● **Set problem A**: According to the article on Gareth Evans and Cambodia, in what month and year was Evans appointed Australian foreign minister?

● **Text provided**:
Gareth Evans Calls for Sanctions on Government

Gareth Evans, the former Australian foreign minister who played a key role in the political settlement that ended Cambodia’s civil war, has called for sanctions against the CPP government of Prime Minister Hun Sen, which he says has been “getting away with murder.”

Mr. Evans was appointed Australian foreign minister in September 1988, only two months after the first meeting between Mr. Hun Sen’s Soviet-backed regime and the U.S.-backed resistance led by Prince Norodom Sihanouk, and he was the first international figure to formally propose reunification of the country under the auspices of the U.N., which would come to pass in 1993.

Writing an opinion column on Wednesday for Project Syndicate, which claims syndication in more than 400 newspapers, Mr. Evans, who has maintained a close friendship with Mr. Hun Sen’s government since the peace process of the 1980s and early 1990s, said he has lost hope that the ruling party is interested in protecting human rights or liberal democracy in the country.

“Cambodia’s government has been getting away with murder,” Mr. Evans writes, before describing the onslaught by military police who shot dead five protesting garment workers and imprisoned more than 20 last month.

Mr. Evans—who was in 1994 described as “the father of Cambodia” by Chheang Vun, a senior lawmaker from the ruling CPP—states that the recent killings form part of a “pattern” of strategic violence used by the government—with international impunity—when its power is threatened.

● **Set problem B**: In the entries, reproduce everything from the line containing "of the yellow" down to the end of the entries, substituting "Instruction" for "Guideline" and leaving everything else as it is.

● **Data listing**:
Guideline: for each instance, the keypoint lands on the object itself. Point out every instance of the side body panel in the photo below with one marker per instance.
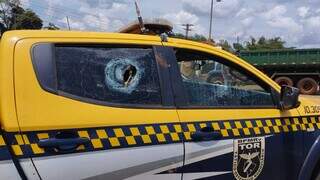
(310, 107)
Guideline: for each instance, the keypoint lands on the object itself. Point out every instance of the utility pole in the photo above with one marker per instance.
(211, 18)
(68, 23)
(187, 28)
(141, 24)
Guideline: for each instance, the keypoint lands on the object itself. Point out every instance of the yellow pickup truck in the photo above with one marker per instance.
(86, 105)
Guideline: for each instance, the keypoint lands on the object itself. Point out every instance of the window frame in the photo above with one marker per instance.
(166, 97)
(182, 101)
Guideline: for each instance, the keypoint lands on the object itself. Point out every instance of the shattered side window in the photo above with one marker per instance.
(114, 75)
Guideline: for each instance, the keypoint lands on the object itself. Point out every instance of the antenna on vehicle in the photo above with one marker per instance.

● **Exercise answer A**: September 1988

● **Exercise answer B**:
Instruction: for each instance, the keypoint lands on the object itself. Point out every instance of the yellow pickup truck in the photo above with one marker per instance.
(86, 105)
Instruction: for each instance, the keypoint lands on the object itself. Point out every instance of the window frame in the photo above with one marker per instance.
(166, 97)
(182, 101)
Instruction: for each instance, the keypoint lands on the object itself. Point out every instance of the shattered side window in the photo above with one marker per instance.
(114, 75)
Instruction: for each instance, the keypoint lands on the object itself. Point out every instance of the antenna on vehicle in the photo above with one marker per instance.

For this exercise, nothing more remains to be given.